> Written task: Report every line in the rows below that contains the word "finial", copying each line in full. Case counts when matching.

▼

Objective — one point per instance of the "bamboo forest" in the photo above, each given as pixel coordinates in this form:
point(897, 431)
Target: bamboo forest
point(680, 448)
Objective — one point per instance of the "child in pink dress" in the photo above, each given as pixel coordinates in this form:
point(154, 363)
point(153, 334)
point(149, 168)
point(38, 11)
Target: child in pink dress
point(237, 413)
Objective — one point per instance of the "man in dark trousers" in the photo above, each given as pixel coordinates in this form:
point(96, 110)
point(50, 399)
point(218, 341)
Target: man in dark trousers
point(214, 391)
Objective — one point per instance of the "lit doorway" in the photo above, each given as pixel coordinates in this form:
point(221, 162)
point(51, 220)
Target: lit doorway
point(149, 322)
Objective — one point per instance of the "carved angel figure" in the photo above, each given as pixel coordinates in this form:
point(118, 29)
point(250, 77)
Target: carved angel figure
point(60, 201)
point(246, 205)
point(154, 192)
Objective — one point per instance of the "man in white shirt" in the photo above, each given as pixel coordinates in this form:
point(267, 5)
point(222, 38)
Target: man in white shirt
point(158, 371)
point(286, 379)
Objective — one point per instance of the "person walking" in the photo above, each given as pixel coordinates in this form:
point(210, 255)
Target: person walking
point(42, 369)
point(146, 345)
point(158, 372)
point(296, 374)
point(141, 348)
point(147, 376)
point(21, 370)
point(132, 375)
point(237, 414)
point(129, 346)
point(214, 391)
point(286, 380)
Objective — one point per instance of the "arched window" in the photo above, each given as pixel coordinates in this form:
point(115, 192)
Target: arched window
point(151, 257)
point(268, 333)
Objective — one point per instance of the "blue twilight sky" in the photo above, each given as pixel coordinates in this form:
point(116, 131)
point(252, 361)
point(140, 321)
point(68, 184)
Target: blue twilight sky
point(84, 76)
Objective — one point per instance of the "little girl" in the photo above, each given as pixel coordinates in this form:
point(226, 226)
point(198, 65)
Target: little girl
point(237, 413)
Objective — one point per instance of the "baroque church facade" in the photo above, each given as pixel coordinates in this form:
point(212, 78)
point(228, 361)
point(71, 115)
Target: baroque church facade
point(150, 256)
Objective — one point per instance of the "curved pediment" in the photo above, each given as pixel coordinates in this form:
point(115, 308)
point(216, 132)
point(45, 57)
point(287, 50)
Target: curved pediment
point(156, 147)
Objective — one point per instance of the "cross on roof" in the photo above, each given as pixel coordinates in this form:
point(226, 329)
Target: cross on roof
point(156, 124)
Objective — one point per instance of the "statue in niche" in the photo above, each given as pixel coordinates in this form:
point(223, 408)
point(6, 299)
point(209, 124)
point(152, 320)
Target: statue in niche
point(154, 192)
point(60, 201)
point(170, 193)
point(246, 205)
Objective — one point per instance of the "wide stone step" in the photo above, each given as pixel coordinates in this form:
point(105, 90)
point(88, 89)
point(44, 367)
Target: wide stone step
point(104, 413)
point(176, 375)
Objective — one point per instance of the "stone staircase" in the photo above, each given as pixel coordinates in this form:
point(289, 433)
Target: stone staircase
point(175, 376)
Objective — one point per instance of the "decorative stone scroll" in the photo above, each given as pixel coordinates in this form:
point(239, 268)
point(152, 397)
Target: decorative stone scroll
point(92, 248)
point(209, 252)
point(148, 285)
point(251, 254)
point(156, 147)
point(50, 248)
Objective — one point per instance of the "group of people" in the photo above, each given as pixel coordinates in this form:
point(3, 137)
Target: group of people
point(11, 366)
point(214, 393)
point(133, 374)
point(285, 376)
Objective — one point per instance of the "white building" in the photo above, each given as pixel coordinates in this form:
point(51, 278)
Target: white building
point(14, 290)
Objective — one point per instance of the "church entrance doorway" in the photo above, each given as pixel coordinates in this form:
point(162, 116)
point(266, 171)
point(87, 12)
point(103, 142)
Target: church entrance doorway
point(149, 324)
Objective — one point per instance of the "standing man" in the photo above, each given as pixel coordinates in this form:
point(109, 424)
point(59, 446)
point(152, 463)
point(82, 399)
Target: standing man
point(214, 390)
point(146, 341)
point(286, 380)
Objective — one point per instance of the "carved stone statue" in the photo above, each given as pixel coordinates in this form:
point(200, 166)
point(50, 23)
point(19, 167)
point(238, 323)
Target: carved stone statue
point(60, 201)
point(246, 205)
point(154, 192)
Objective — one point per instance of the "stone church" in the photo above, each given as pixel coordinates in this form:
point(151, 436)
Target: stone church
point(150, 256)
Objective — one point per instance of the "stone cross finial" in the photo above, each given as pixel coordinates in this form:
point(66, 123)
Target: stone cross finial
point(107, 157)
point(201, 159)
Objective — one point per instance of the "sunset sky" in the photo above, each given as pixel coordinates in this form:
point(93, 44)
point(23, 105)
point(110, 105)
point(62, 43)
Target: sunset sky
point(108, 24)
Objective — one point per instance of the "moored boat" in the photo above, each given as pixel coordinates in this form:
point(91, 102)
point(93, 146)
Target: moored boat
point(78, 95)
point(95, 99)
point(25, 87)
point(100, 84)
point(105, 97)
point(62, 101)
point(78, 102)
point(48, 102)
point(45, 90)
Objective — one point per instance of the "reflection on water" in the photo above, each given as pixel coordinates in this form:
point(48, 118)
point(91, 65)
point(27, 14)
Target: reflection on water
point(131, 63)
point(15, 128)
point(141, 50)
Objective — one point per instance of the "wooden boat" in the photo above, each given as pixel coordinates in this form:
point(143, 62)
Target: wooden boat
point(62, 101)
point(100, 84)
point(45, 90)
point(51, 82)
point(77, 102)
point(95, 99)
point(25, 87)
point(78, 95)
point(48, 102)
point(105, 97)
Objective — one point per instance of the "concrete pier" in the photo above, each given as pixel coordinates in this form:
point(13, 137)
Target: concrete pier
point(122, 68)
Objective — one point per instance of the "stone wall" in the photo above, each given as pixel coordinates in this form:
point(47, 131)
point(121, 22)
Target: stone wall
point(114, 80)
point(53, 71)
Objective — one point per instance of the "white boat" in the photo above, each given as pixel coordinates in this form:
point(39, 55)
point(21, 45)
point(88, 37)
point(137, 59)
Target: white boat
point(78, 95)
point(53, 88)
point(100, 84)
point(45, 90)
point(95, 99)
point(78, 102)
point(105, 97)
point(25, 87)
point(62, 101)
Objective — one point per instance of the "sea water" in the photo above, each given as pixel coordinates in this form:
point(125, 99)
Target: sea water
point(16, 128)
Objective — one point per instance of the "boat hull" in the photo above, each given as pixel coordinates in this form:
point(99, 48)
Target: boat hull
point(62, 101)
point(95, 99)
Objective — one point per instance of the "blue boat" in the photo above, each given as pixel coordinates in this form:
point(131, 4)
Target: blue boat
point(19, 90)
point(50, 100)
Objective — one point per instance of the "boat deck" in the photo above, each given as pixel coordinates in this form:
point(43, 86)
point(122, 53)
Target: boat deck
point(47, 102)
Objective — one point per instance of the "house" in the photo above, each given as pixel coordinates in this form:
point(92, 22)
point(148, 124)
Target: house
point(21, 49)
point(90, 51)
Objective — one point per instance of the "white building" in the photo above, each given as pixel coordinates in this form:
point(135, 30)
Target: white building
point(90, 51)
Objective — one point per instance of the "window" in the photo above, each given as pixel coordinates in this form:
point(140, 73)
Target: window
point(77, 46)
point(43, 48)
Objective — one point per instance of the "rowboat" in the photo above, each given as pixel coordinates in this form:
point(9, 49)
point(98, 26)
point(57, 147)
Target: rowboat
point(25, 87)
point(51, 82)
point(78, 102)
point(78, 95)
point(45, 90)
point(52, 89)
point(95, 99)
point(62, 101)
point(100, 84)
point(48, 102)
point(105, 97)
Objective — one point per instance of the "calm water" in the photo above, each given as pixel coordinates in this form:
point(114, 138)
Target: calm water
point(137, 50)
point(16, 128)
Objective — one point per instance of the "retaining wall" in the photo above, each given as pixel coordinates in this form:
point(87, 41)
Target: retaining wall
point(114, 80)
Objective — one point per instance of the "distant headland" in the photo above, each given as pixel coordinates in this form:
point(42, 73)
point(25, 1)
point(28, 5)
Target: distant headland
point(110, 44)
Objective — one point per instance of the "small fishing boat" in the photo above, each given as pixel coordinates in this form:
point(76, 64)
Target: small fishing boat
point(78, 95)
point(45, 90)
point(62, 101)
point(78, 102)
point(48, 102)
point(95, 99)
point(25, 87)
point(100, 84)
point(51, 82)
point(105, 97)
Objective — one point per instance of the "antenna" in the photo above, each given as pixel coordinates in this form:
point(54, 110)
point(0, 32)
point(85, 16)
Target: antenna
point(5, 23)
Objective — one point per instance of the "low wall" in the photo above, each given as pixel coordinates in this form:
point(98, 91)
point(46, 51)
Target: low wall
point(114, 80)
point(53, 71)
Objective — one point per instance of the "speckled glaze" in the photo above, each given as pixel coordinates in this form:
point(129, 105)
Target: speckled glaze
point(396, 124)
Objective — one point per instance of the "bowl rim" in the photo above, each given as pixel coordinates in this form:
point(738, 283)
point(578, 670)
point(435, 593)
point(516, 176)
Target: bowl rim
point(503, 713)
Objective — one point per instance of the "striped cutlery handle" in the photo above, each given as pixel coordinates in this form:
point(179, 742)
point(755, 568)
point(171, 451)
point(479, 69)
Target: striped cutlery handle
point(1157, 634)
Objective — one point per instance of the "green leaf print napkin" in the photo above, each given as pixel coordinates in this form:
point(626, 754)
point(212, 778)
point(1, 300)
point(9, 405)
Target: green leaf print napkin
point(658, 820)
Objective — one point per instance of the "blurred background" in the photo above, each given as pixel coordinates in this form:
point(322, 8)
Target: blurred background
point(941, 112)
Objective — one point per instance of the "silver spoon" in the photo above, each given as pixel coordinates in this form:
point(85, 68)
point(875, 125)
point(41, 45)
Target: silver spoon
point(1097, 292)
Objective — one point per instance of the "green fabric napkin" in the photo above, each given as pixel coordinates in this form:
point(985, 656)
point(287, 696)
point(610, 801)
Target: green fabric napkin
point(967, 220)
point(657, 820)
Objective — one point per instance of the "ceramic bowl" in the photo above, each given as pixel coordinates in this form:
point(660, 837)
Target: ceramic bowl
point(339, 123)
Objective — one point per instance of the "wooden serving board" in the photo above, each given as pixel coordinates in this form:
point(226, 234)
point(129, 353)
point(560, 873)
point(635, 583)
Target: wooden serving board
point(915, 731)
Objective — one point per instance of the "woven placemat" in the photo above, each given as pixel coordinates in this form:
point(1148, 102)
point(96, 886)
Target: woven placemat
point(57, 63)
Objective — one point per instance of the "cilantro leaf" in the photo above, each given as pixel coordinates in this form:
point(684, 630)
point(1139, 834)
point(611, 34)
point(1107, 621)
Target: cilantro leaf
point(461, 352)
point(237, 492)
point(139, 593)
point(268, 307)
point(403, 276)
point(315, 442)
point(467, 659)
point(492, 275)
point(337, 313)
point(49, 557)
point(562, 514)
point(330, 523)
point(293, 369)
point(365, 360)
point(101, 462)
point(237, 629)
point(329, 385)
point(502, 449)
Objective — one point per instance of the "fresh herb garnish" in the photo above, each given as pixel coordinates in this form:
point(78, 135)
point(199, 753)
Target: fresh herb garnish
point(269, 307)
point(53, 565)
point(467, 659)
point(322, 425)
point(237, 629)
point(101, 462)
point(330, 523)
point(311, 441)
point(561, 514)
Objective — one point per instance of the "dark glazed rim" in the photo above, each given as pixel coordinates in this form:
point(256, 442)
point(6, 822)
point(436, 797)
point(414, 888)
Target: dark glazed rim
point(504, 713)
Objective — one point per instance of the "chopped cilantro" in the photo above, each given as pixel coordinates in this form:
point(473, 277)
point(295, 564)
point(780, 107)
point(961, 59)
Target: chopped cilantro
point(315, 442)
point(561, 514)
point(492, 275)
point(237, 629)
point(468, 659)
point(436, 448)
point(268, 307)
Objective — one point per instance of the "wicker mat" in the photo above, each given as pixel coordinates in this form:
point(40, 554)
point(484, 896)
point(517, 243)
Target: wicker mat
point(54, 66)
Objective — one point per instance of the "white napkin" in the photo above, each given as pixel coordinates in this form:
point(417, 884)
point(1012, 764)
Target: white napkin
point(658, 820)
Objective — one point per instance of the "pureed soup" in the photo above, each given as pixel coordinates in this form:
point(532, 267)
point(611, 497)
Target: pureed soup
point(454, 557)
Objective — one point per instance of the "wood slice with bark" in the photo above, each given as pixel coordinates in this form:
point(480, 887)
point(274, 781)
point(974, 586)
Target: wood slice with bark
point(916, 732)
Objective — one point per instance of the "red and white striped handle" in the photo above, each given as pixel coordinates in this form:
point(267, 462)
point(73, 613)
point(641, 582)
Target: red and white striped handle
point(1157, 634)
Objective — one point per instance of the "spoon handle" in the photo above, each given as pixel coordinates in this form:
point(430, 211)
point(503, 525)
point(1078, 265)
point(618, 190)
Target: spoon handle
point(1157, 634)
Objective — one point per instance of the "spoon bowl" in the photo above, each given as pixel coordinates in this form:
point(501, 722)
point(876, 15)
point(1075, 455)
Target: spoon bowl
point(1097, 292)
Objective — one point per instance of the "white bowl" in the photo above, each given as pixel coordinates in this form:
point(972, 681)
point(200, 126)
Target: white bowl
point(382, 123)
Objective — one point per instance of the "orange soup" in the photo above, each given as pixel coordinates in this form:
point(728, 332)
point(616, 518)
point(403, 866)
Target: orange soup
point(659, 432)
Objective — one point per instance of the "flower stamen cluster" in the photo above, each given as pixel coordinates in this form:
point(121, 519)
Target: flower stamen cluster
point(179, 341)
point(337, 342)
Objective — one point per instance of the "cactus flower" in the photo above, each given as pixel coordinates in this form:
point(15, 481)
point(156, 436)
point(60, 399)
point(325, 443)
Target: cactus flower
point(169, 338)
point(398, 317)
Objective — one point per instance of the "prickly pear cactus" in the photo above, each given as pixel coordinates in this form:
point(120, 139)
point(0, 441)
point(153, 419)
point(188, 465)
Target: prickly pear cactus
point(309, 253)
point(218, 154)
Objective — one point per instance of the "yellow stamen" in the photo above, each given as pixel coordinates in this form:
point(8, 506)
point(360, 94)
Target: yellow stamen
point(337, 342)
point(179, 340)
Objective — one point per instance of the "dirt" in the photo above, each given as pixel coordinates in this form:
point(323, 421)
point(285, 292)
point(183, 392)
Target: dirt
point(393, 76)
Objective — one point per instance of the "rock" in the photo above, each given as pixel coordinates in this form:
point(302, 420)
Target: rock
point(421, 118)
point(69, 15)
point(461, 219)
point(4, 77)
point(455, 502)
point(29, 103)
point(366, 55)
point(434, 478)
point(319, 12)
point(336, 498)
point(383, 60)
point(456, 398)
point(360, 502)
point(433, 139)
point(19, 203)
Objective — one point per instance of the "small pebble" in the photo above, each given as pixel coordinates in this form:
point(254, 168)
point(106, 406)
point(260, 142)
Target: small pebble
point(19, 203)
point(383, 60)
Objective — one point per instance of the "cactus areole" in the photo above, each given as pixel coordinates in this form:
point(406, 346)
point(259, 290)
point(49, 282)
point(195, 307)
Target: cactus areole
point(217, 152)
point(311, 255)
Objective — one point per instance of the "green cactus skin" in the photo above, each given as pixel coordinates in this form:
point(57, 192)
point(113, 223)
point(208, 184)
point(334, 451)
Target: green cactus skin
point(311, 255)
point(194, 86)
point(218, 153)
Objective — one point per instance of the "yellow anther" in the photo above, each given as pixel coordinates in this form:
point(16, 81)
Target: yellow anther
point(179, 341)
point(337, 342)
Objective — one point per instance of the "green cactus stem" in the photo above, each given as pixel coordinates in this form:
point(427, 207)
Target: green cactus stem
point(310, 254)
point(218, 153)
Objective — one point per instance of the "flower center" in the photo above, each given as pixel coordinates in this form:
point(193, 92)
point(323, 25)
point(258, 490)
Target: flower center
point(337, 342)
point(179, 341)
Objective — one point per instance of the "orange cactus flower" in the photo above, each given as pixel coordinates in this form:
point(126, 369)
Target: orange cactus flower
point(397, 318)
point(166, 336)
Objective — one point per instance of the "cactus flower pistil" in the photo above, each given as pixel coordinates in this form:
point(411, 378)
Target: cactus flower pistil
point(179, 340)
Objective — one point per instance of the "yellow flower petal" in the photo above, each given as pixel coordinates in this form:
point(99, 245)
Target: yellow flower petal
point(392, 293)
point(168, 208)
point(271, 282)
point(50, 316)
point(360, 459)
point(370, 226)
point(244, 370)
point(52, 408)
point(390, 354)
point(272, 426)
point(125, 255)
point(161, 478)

▲

> The completed task:
Objective — one point per instance of the "stone cross finial" in the photo above, each given as pixel coordinates in this form:
Target: stone cross finial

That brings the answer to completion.